| Task instructions |
A. In the essay on body image, for how many years had the writer been called fat while not actually being fat?
B. Write what comes next in the essay on body image, picking up after its final sentence.

─── Document excerpt

Until recently, I never felt anything realistic about my weight. When I was a normal-sized and healthy child, I was starved, forced to exercise in humiliating ways, and told that I was fat. Of course I believed it. The people telling me that were incredibly attractive people with lots of charisma and popularity.
When I began to gain weight in my teens, I loathed my new curves, though I was young and strong and beautiful. I was good at dancing and music, but I struggled to keep my confidence on stage.
By the time I was actually overweight as an adult, I had developed the body dysmorphia of the narcissists’ daughter. I had been called fat for 25 years when I wasn’t. My body image was intrinsically connected to the myriad issues with food, weight, exercise, and health that my caregivers brought to the table.
Many people with dysmorphia think they are heavy when they are not, but I somehow felt slender and attractive when I was gaining steadily to weigh over 200 pounds. In retrospect, I think I was using intoxication and attraction from others to boost my self-esteem instead. I did not have any capacity to pragmatically focus on my own self-care during that time.
When I really started to examine the issues, I realized I was binge eating because I had been starved in the past. I was eating all of the things that I was never allowed to eat before, and I was enjoying them as I was never allowed to enjoy anything before. I realized my love of creative cooking without recipes had its roots in trying to scrape together enough ingredients to survive. These realizations had previously been unconscious because I believed that I was fat and didn’t need to eat more food.

──────
─── Data records

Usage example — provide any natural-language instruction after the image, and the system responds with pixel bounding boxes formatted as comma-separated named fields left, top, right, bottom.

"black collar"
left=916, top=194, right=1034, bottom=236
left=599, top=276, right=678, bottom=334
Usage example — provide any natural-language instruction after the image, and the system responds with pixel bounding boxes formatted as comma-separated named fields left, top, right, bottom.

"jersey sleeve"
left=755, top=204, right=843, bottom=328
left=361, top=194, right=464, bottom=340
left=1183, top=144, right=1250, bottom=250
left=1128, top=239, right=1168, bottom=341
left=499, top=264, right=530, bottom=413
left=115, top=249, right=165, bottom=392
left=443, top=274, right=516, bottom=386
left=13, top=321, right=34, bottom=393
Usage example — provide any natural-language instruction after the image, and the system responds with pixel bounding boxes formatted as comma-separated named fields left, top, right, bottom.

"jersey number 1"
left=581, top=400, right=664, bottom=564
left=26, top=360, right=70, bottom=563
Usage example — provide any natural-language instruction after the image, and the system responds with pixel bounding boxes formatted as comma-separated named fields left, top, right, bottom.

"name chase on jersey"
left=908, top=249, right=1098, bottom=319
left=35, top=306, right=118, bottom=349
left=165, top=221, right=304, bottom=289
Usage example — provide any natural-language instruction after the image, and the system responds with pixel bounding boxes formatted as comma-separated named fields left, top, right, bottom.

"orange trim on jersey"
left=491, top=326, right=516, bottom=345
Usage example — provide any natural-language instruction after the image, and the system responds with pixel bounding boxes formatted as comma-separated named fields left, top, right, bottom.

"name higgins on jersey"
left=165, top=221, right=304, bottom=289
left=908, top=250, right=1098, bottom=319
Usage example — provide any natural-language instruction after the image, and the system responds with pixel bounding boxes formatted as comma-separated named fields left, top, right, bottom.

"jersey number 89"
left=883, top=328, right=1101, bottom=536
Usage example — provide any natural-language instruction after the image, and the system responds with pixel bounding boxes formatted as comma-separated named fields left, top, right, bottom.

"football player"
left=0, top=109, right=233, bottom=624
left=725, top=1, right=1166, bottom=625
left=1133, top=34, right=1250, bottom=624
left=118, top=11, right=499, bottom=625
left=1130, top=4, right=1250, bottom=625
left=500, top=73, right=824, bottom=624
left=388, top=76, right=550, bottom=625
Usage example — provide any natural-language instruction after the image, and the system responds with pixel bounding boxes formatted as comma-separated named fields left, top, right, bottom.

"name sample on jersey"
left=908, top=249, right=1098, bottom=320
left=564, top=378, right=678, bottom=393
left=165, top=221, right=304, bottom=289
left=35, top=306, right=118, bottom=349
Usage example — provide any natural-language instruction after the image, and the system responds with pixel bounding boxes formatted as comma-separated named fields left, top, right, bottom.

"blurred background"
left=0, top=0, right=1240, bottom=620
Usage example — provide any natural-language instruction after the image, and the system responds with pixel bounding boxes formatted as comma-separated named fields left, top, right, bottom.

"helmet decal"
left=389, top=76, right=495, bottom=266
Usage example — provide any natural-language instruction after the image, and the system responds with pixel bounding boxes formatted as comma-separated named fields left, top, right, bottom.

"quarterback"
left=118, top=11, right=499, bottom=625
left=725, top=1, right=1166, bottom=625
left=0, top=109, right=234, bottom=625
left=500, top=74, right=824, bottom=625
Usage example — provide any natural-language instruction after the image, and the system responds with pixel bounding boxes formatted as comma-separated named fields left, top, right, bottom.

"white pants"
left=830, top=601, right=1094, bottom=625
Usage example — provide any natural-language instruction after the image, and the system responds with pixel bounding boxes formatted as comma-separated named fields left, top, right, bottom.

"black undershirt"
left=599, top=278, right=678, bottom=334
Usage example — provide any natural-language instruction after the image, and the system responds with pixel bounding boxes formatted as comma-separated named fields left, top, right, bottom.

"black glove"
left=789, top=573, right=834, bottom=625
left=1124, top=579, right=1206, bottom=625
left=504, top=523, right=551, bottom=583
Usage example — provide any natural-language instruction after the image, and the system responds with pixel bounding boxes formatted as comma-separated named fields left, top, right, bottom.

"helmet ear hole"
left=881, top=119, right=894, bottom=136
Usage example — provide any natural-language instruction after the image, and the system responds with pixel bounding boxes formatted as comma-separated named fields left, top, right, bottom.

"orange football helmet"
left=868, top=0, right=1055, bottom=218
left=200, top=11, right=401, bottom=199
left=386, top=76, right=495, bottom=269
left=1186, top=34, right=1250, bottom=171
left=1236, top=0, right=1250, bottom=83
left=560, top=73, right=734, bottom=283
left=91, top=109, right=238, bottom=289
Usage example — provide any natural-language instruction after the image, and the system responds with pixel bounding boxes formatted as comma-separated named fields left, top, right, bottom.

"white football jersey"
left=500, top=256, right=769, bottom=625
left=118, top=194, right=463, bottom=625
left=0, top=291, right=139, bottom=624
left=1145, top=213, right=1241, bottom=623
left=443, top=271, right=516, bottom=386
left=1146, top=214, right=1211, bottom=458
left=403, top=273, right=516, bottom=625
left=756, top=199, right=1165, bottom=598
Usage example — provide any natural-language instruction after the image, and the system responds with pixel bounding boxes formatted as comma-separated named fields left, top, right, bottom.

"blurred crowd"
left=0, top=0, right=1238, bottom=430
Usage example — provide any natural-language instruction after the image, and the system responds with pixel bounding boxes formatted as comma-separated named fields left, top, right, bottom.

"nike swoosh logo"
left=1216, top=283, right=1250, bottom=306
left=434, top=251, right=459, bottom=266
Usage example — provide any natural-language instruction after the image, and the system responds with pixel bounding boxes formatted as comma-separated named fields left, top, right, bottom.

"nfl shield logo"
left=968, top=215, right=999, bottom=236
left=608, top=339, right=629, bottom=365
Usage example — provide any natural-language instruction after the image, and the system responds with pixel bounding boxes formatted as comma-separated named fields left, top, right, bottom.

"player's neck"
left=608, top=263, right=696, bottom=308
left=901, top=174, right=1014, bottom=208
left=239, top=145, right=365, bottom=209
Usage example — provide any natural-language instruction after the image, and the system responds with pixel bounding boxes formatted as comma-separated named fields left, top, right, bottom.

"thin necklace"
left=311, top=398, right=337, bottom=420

──────

| Task-by-task results |
A. 25 years.

B.
There were also a lot of issues that were connected to being sexually attractive and being made sexually available to adults when I was a child. That’s an entirely different situation, but not unconnected. It’s easy to understand why I would subconsciously try to make myself less attractive to adults when I was not safe.
I live in a society that makes lots of assumptions about people who are overweight, and I understand it. I was trained to make the same assumptions about myself and my reasons for being overweight. I must be lazy, and I don’t exercise, and I don’t know how to eat. I must have health problems, and I don’t have any self-esteem.
After believing these toxic chunks of information for a long time, I realized that other people’s perceptions don’t actually apply to my reasons for being overweight. I move my body, and I love walking, hiking, dancing, and gardening. My husband and I cook fresh and flavorful meals that are often balanced and nutritious, with some luxurious treats thrown in. I am in good health for many of the things that I want to do, and my confidence has returned along with my authentic identity.
I am not excusing myself from the work of becoming physically healthier, and I am not condoning being overweight. For myself and my experiences, I had to learn to love myself at my current weight. Nothing can happen to change my exterior until that self-love is readily accessible, believable, and usable as a productive force for self-care.